• Exercise directions:
Reproduce every line of the entries below, requests included, but omit the pictures. Multiply each coordinate in the answer outlines by 2.5 and round it to a whole number, rounding halves up, while leaving the numbers in the requests and their format samples unchanged.

[Object outline annotations]
■ ■ ■ ■

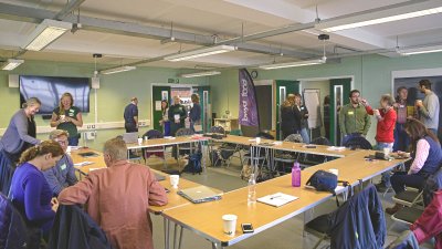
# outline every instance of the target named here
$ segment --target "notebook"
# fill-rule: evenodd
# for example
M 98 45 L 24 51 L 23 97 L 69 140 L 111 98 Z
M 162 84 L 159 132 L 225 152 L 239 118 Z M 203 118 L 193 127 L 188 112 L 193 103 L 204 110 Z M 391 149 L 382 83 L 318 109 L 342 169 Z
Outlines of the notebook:
M 212 200 L 221 199 L 221 191 L 215 191 L 206 186 L 198 186 L 193 188 L 186 188 L 178 191 L 178 195 L 192 201 L 193 204 L 201 204 Z
M 138 143 L 138 133 L 124 133 L 123 141 L 126 144 L 135 144 Z
M 296 196 L 291 196 L 291 195 L 286 195 L 283 193 L 276 193 L 276 194 L 272 194 L 269 196 L 257 198 L 257 201 L 271 205 L 273 207 L 281 207 L 281 206 L 292 203 L 293 200 L 298 199 L 298 198 L 299 197 L 296 197 Z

■ ■ ■ ■

• The reply:
# outline every instance of the target named here
$ segment --target "notebook"
# fill-rule: evenodd
# for example
M 98 45 L 24 51 L 23 97 L 69 140 L 111 98 Z
M 162 84 L 159 132 L 225 152 L 239 118 Z M 203 118 L 193 127 L 188 112 L 193 103 L 204 110 Z M 391 149 L 382 83 L 318 109 L 342 169 Z
Outlines of the notebook:
M 530 500 L 553 498 L 553 478 L 538 478 L 515 465 L 495 465 L 483 470 L 465 470 L 445 478 L 445 488 L 480 503 L 483 510 L 503 510 Z
M 345 358 L 345 333 L 310 333 L 308 353 L 315 360 L 338 360 Z
M 740 490 L 728 490 L 728 488 L 715 488 L 708 483 L 690 483 L 690 485 L 680 485 L 673 490 L 643 495 L 643 503 L 678 513 L 683 518 L 703 518 L 703 515 L 730 508 L 733 500 L 745 498 L 745 495 L 748 493 L 740 493 Z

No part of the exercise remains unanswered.